__Task prompt__: Rewrite the rows from the row containing "Find the white cloud" up to and including the last row, keeping the requests. Adjust every coordinate in the points by adding -59.

__Data supplied__:
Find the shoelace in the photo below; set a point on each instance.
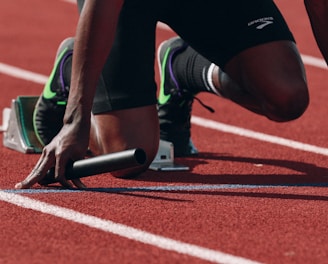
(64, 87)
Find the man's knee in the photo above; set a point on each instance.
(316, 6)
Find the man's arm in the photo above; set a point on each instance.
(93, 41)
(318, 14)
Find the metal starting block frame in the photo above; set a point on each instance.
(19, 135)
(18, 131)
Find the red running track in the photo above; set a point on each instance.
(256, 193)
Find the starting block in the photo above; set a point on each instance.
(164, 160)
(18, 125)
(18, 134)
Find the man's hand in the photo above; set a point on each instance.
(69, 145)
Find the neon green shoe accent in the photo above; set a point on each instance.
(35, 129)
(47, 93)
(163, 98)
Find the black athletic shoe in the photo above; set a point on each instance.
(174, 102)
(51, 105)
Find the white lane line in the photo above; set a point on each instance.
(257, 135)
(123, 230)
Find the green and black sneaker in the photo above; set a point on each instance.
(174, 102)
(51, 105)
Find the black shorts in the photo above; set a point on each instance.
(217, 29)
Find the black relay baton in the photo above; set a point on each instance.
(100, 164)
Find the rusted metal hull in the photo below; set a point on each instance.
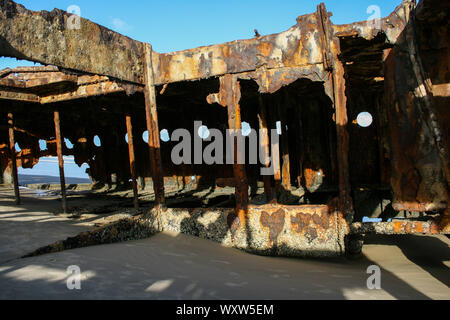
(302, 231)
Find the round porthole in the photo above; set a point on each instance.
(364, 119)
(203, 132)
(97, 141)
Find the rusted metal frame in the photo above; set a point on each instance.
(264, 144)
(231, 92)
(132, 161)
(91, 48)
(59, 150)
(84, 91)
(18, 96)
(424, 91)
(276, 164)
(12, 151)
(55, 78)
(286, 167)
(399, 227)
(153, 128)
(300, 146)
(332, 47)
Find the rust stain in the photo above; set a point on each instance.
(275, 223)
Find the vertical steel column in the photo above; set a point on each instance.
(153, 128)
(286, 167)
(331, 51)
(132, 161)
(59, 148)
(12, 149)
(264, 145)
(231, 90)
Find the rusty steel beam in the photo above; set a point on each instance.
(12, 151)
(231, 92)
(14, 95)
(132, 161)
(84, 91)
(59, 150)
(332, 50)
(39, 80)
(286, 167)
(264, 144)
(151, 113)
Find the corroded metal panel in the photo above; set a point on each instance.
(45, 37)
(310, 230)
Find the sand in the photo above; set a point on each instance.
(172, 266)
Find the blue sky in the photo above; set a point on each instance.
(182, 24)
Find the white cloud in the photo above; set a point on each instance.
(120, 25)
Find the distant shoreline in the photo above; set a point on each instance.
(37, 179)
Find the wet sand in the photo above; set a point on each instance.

__Solution to this task__:
Find the white cloud in the photo above; set a point on each instance.
(61, -34)
Find the distant shoreline in the photo above; set a point on each instance.
(-22, 120)
Find the wet sand in the photo above; set a point on each instance.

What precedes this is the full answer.